--- Provided information ---

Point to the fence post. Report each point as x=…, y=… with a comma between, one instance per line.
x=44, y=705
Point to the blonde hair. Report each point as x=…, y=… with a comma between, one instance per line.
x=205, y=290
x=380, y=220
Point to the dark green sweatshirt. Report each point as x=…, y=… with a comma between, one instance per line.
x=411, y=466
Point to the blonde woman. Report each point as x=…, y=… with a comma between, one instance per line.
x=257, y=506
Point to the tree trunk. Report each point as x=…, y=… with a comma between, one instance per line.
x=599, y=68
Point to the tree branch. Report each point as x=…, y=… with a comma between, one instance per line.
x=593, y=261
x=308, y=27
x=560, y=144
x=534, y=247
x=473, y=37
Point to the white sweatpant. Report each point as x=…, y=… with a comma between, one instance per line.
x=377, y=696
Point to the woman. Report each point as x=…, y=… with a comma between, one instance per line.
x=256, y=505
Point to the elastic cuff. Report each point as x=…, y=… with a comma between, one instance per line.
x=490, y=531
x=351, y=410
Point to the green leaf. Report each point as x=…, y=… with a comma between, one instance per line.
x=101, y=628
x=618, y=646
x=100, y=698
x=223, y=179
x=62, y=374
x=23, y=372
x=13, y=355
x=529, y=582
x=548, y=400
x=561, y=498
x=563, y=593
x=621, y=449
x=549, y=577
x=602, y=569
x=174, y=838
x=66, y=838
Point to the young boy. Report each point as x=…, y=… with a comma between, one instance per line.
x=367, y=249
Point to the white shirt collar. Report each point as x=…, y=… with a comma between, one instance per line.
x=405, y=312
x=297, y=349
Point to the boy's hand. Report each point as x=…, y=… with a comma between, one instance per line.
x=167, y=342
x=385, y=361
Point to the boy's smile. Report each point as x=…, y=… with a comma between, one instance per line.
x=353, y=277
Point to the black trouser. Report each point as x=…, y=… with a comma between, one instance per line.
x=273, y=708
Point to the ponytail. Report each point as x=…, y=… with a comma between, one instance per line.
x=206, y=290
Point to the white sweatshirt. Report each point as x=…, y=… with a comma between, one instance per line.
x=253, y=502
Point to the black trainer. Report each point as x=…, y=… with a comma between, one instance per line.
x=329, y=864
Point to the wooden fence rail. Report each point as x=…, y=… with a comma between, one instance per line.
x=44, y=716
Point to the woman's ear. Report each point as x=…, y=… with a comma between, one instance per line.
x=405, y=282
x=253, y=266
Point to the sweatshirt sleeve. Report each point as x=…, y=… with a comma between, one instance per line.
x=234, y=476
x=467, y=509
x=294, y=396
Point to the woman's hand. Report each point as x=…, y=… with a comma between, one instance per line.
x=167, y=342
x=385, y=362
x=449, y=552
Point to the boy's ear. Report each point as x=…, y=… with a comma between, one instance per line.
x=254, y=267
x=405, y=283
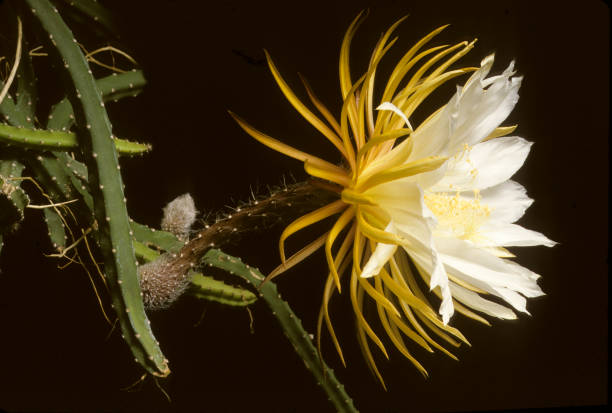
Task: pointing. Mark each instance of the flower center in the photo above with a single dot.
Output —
(457, 216)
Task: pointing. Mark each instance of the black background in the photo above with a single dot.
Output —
(202, 59)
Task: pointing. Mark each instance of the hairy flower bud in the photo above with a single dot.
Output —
(179, 216)
(162, 283)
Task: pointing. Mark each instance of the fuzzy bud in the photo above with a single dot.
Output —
(162, 283)
(179, 216)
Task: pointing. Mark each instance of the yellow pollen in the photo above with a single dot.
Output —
(457, 214)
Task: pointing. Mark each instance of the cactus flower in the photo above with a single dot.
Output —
(431, 205)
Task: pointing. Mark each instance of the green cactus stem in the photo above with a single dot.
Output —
(207, 288)
(113, 88)
(13, 199)
(60, 141)
(98, 149)
(290, 324)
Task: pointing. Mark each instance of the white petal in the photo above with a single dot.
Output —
(479, 111)
(486, 164)
(513, 298)
(391, 107)
(510, 235)
(508, 201)
(430, 263)
(433, 137)
(482, 269)
(476, 302)
(382, 253)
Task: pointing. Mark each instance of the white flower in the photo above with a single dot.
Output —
(469, 202)
(433, 202)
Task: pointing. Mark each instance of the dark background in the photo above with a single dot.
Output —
(202, 59)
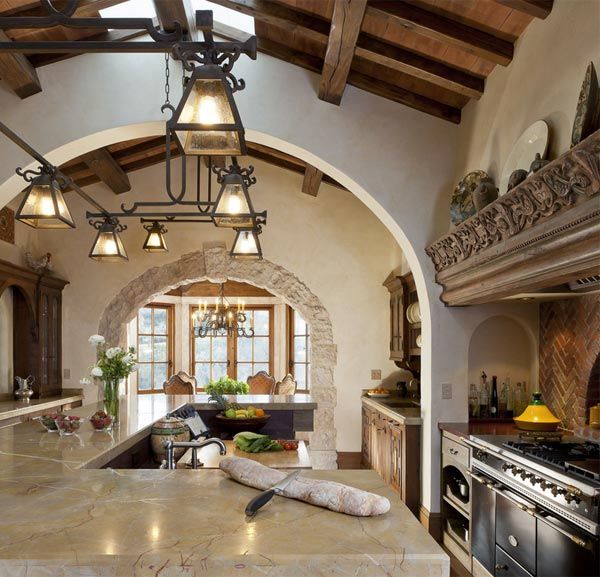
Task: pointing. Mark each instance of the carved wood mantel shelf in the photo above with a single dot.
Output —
(544, 232)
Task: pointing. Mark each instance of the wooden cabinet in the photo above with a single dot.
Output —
(393, 450)
(37, 328)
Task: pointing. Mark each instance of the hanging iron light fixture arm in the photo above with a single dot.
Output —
(64, 180)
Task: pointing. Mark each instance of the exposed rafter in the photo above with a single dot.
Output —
(535, 8)
(18, 73)
(104, 166)
(312, 180)
(444, 29)
(345, 28)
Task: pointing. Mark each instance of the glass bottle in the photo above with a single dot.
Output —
(484, 398)
(473, 402)
(494, 398)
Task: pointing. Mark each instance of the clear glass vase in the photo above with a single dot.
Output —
(111, 399)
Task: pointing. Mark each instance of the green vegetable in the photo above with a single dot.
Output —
(255, 443)
(227, 386)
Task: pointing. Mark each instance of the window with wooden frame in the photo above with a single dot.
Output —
(299, 350)
(235, 357)
(154, 347)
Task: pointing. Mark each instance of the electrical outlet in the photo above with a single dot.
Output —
(446, 390)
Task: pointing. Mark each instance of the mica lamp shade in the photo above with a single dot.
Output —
(207, 121)
(44, 206)
(155, 241)
(108, 245)
(537, 416)
(233, 208)
(246, 245)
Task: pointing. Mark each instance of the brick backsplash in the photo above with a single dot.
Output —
(569, 349)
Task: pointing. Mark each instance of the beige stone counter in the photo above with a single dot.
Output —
(185, 523)
(12, 408)
(405, 415)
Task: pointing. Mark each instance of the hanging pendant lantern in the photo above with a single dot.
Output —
(108, 245)
(43, 205)
(246, 245)
(207, 121)
(155, 241)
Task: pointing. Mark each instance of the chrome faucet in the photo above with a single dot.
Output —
(170, 447)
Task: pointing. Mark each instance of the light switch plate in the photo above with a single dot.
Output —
(446, 390)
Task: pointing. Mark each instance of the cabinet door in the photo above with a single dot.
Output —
(396, 443)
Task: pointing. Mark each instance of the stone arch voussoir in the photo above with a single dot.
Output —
(215, 264)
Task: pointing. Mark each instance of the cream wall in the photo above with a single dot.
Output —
(333, 243)
(542, 83)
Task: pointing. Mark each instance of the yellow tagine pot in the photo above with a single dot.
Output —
(537, 416)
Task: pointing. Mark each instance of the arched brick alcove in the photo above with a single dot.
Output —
(215, 264)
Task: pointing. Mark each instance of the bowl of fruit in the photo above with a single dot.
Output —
(378, 393)
(67, 425)
(233, 417)
(101, 421)
(48, 420)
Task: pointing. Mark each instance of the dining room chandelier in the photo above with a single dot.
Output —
(221, 319)
(205, 123)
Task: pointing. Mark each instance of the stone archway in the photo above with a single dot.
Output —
(214, 264)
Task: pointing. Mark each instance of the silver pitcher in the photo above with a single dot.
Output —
(24, 392)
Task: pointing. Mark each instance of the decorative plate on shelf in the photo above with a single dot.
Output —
(587, 116)
(461, 206)
(533, 141)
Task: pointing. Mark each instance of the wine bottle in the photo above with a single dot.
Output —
(494, 398)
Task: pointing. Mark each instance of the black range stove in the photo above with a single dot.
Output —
(581, 459)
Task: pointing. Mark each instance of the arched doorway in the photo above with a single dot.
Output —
(215, 264)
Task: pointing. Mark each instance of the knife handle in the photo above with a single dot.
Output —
(259, 501)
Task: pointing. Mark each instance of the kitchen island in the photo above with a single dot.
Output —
(60, 518)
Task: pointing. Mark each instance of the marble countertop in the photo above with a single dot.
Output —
(185, 523)
(404, 415)
(62, 518)
(13, 408)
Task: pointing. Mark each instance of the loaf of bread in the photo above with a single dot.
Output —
(328, 494)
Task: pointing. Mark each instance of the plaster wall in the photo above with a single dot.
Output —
(400, 163)
(342, 259)
(541, 83)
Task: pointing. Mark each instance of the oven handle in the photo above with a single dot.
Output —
(533, 511)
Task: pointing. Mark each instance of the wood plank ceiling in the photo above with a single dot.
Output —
(430, 55)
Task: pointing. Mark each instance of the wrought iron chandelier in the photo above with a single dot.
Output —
(206, 122)
(222, 319)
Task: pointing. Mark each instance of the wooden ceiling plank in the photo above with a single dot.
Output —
(368, 48)
(108, 170)
(345, 28)
(18, 73)
(536, 8)
(444, 29)
(312, 180)
(171, 11)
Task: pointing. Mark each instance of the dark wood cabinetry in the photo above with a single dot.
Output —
(393, 450)
(37, 326)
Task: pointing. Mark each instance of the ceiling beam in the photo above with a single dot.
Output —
(102, 163)
(18, 73)
(312, 180)
(345, 27)
(536, 8)
(368, 49)
(443, 29)
(171, 11)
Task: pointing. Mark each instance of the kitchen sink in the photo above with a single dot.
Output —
(404, 403)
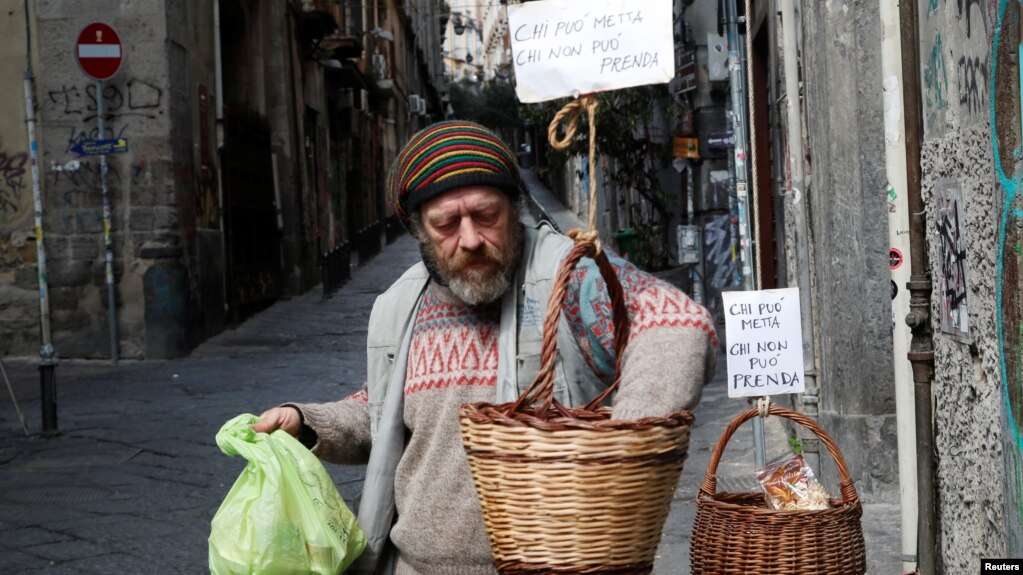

---

▶ _Problem_: Exactly the lines starting at the one above with "Task: pointing. Mark each instance of the white flower" and ending at the one with "Task: pointing. Mark each instance of the brick" should be printed, and nothing else. Omit the pictures.

▶ _Answer section_:
Task: pointing. Mark each instance of the white flower in the photo above with a single dot.
Output —
(469, 202)
(433, 202)
Task: pointing. Mark each instance of the dark background in the photo above with a single dot.
Output —
(202, 59)
Task: pointing. Mark each instance of the carved wood mantel shelf in the photo above with a single dot.
Output —
(544, 232)
Task: pointing. Mark each instance of the wooden cabinet in the photo above with a single dot.
Output —
(393, 450)
(37, 328)
Task: pointing. Mark each instance of the hanging iron light fixture arm in the photo above with a single dot.
Output —
(64, 180)
Task: pointing. Mark each instance of the exposed rafter in the photo above with a single dot.
Output —
(535, 8)
(18, 73)
(104, 166)
(312, 180)
(444, 29)
(345, 28)
Task: pointing. Mark each instance of the glass bottle in the photo above with a single dot.
Output —
(484, 398)
(473, 402)
(494, 398)
Task: pointing. Mark each instance of the clear glass vase in the photo above with a single dot.
Output —
(111, 399)
Task: pointing. Mark each instance of the green vegetable in the photo above with a single dot.
Output —
(255, 443)
(227, 386)
Task: pointing. Mark each instance of the window with wooden frame in the photo above with a single dot.
Output —
(299, 350)
(235, 357)
(154, 347)
Task: pointing. Mark each instance of the electrical outlet in the photo above with a single dot.
Output —
(446, 390)
Task: pointing. Mark each instance of the mica lamp shade in the photo above with a single dot.
Output —
(207, 121)
(44, 206)
(155, 241)
(108, 245)
(537, 416)
(233, 208)
(246, 245)
Task: pointing. Mark each instance of the brick backsplash in the photo above with a single dot.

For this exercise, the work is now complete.